>> start
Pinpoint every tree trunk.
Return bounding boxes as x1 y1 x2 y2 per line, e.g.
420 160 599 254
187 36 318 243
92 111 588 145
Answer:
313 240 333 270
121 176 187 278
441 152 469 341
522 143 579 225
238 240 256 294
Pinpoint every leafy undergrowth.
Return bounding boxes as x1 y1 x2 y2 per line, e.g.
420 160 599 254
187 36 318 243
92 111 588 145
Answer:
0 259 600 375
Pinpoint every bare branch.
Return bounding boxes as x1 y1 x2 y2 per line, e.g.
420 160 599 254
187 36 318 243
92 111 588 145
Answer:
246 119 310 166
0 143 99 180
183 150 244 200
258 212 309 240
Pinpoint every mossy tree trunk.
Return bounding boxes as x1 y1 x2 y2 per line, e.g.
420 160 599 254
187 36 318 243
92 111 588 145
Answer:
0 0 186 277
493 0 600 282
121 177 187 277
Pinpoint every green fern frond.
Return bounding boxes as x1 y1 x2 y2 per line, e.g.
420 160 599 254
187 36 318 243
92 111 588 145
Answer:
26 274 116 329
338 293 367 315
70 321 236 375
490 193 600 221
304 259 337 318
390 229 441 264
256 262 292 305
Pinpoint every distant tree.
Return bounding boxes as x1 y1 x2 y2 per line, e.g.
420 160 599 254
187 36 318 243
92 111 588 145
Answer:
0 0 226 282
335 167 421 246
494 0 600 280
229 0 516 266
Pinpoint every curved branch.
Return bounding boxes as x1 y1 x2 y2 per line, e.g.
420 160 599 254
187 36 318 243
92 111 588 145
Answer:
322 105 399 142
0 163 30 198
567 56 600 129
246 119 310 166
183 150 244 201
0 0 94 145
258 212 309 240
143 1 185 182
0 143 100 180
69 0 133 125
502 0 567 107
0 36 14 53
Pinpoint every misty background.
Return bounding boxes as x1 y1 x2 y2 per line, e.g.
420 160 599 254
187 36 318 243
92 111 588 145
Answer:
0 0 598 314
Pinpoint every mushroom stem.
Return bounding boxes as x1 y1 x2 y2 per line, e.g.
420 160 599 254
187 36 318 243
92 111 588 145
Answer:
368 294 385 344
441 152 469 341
>> end
Present the entire listing above as a numbered list, omitting any blank lines.

1. Pinpoint every tree trunk.
2. Return bounding boxes as x1 y1 x2 y2 per line, e.g.
3. 420 160 599 254
4. 187 36 318 243
5. 92 111 588 145
6. Answer:
7. 313 240 333 270
8. 121 176 187 278
9. 441 152 469 341
10. 522 143 579 225
11. 238 240 256 294
12. Pinpoint every leafy undergrowth.
13. Return bounding boxes as x1 y1 x2 y2 per line, e.g.
14. 420 160 599 254
15. 187 36 318 243
16. 92 111 588 145
17. Answer:
18. 0 259 600 375
19. Pinpoint every bare branch.
20. Return bounding boxes as x1 y1 x2 y2 per line, e.g.
21. 420 160 599 254
22. 187 36 318 243
23. 92 111 588 145
24. Answer:
25. 246 119 310 166
26. 0 143 99 180
27. 183 150 244 200
28. 258 212 309 240
29. Pinpoint every mossy tree trunk.
30. Return bounding boxes as x1 y1 x2 y2 per line, e.g.
31. 420 160 599 254
32. 187 36 318 243
33. 92 111 588 145
34. Answer:
35. 0 0 186 277
36. 493 0 600 282
37. 121 177 187 277
38. Pinpoint every green fern frond.
39. Return bounding boxes as x1 y1 x2 y2 per line, e.g.
40. 420 160 599 254
41. 187 36 318 243
42. 92 111 588 145
43. Answer:
44. 26 274 116 329
45. 338 293 367 315
46. 70 321 236 375
47. 490 193 600 221
48. 304 259 337 318
49. 390 229 441 264
50. 256 262 292 305
51. Pinpoint every distant tree.
52. Return bounding boxes as x1 y1 x2 y2 per line, e.g.
53. 420 160 599 254
54. 187 36 318 243
55. 92 111 588 145
56. Answer:
57. 0 0 226 282
58. 335 167 421 246
59. 494 0 600 280
60. 229 0 516 266
61. Pinpoint every curved branch.
62. Return bounding boxes as x1 y1 x2 y2 per line, e.g.
63. 420 160 599 254
64. 187 36 318 243
65. 92 111 588 145
66. Answer:
67. 322 105 399 142
68. 0 163 30 198
69. 567 56 600 129
70. 246 119 310 166
71. 183 150 244 201
72. 0 0 94 145
73. 258 212 309 240
74. 143 1 185 182
75. 0 143 100 180
76. 69 0 133 125
77. 502 0 567 107
78. 0 36 14 53
79. Pinpoint every misty background.
80. Return bounding boxes as x1 y1 x2 y2 per line, e.g.
81. 420 160 599 254
82. 187 36 318 243
83. 92 111 588 145
84. Answer:
85. 0 0 598 314
86. Pinpoint every mushroom stem.
87. Return bounding boxes as x1 y1 x2 y2 per line, e.g.
88. 420 160 599 254
89. 187 36 318 243
90. 92 111 588 145
91. Answer:
92. 368 294 385 344
93. 441 152 469 341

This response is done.